Entries taken from a collection

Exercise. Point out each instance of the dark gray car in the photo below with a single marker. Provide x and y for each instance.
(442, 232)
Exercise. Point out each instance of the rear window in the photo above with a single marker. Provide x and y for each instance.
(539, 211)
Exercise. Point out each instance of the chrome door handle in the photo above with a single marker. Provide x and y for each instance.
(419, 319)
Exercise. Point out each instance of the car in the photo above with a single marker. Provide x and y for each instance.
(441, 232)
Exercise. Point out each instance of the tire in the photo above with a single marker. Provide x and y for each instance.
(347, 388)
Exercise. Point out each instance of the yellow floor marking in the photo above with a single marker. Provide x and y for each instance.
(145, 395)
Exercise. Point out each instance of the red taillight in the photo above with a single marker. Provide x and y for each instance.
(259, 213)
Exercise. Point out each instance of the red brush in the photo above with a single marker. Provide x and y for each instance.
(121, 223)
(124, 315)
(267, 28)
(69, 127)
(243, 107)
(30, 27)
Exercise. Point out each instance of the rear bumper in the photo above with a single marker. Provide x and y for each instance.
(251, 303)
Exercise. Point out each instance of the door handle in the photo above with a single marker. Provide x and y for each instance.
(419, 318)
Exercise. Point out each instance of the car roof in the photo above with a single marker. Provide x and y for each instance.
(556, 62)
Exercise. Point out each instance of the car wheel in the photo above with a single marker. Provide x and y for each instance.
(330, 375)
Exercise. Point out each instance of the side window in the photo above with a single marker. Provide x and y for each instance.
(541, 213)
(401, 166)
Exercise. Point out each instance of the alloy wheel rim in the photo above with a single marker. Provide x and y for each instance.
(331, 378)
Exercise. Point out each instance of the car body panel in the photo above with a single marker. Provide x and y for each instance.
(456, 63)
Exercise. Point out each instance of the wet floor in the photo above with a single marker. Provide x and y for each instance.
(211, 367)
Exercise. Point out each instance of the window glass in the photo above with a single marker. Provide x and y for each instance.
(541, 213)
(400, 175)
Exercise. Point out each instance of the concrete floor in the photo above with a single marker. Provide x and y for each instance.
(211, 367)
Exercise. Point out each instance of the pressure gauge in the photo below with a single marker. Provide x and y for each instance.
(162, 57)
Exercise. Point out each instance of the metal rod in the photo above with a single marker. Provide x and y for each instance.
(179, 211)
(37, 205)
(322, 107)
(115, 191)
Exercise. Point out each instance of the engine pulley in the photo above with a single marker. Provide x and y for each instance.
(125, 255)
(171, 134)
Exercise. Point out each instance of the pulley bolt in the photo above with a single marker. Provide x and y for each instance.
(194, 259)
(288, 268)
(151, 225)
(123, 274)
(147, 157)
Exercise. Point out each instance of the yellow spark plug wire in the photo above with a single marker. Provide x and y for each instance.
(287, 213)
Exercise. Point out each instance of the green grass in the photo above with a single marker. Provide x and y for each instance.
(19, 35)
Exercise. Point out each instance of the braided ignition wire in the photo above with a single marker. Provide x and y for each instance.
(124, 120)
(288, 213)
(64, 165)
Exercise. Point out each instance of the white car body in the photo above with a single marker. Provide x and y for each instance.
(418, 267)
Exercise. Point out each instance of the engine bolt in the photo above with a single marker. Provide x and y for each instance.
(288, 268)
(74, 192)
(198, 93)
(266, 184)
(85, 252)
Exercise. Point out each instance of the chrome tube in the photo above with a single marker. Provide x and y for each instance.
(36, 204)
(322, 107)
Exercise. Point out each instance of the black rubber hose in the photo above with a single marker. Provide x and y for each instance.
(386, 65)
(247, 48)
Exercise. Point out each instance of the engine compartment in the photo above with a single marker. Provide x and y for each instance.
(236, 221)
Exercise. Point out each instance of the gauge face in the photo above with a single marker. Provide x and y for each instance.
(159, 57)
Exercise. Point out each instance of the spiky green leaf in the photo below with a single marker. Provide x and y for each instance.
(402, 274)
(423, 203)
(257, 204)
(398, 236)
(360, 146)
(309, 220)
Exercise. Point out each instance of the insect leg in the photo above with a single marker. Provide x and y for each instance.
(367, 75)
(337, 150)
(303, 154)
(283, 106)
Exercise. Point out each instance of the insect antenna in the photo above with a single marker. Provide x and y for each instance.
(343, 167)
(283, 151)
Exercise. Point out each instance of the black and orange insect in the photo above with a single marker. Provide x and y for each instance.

__Exercise instructions__:
Transcribe every entry, keeping each line exactly as it reads.

__Response__:
Exercise. Point out each instance of the dark gray car in the photo below with a single marker. Provide x and y for each instance.
(442, 232)
Exercise. Point out each instance of the rear window in the photo above with a single marker. Provide x and y for each instance.
(539, 211)
Exercise. Point out each instance of the chrome door handle in the photo above with a single marker. Provide x and y for each instance.
(419, 319)
Exercise. Point out each instance of the car in the photo above with a single marker. Provide x and y for each instance.
(441, 232)
Exercise. Point out each instance of the tire in the photo above with a single marker. Provide x and y for each instance.
(347, 388)
Exercise. Point out each instance of the yellow floor marking in the photo above with a single marker. Provide x and y for each instance.
(145, 395)
Exercise. Point out each instance of the red taillight in the photo above with a single marker. Provide x and y for each instance.
(259, 213)
Exercise. Point out each instance of the red brush in the photo above with a single marker. Provide x and y for each instance.
(121, 223)
(124, 315)
(267, 28)
(69, 127)
(243, 107)
(30, 27)
Exercise. Point out each instance of the rear bumper in the photo above with a single marker. Provide x and y for each instance.
(251, 303)
Exercise. Point out each instance of the door handle in the photo above with a single marker. Provide x and y for each instance.
(419, 318)
Exercise. Point out each instance of the car roof in the photo above with a single marker. Provide x and y for each instance.
(556, 62)
Exercise. Point out each instance of the car wheel in the photo above with a single marker. Provide x and y for each instance.
(330, 375)
Exercise. Point out each instance of the side window in the photo above with a single marker. Provide x and y for each instance.
(541, 213)
(401, 166)
Exercise. Point out each instance of the alloy wheel rim in the photo above with a single marker. Provide x and y for each instance.
(331, 378)
Exercise. Point out each instance of the car body panel in the photo above with a single marker. Provide x and y for each instance.
(456, 63)
Exercise. Point out each instance of the wet floor in the photo above with a single marker. Provide x and y for each instance.
(211, 367)
Exercise. Point out each instance of the window glass in the photo above with a single marker. Provide x and y for each instance.
(541, 213)
(400, 175)
Exercise. Point out each instance of the concrete floor in the photo above with a single marker. Provide x and y for each instance.
(211, 367)
Exercise. Point out each instance of the pressure gauge in the photo below with a single marker. Provide x and y for each instance.
(162, 57)
Exercise. Point out each instance of the metal rod in the photo above with a single marker. Provide x and y for each instance.
(179, 211)
(37, 205)
(322, 107)
(115, 191)
Exercise. Point out each instance of the engine pulley in the photo above with a single marker. Provide x and y for each instance.
(125, 255)
(171, 134)
Exercise. Point out each instance of the pulley bolt in the photo above with a single marker. Provide x and y for each instance.
(194, 259)
(288, 268)
(151, 225)
(123, 274)
(147, 157)
Exercise. Point out each instance of the yellow spark plug wire in the photo above with a single marker. Provide x and y for each instance.
(287, 213)
Exercise. Point out each instance of the green grass in the photo above with a single marker. Provide x and y for each instance.
(19, 35)
Exercise. Point out each instance of the braided ignition wire in the photo above with a single marker. Provide x and y for each instance.
(124, 120)
(288, 213)
(64, 165)
Exercise. Point out each instance of the white car body in the photo above with a single marker. Provide x and y for each instance.
(418, 267)
Exercise. Point out each instance of the engine bolt in the photo above with a single marker. Provide x and y for each instance.
(288, 268)
(74, 192)
(198, 93)
(266, 184)
(85, 252)
Exercise. Point out each instance of the chrome tube in the photo above with a single marker. Provide x and y for each instance.
(36, 204)
(322, 107)
Exercise. Point out each instance of the black rubber hose in the photo above with a single marker. Provide x and y for each instance.
(386, 65)
(247, 48)
Exercise. Point out each instance of the engine compartment in the photo above with a single marker. Provide x and y for each instance.
(236, 221)
Exercise. Point out each instance of the gauge face in the photo above with a single marker. Provide x and y for each instance.
(159, 57)
Exercise. Point out each instance of the spiky green leaf in the photo below with a single marker. Provide x and y for each instance.
(402, 274)
(423, 203)
(257, 204)
(398, 236)
(360, 146)
(309, 220)
Exercise. Point out each instance of the insect leg in the photo above with a single marker. Provide x and y for each instance.
(367, 75)
(337, 150)
(303, 154)
(283, 106)
Exercise. Point out each instance of the insect antenna in the photo above with a single marker. Provide x and y for each instance.
(343, 167)
(283, 151)
Exercise. Point out each instance of the black and orange insect in the photo above with a single marker. Provide x and y for each instance.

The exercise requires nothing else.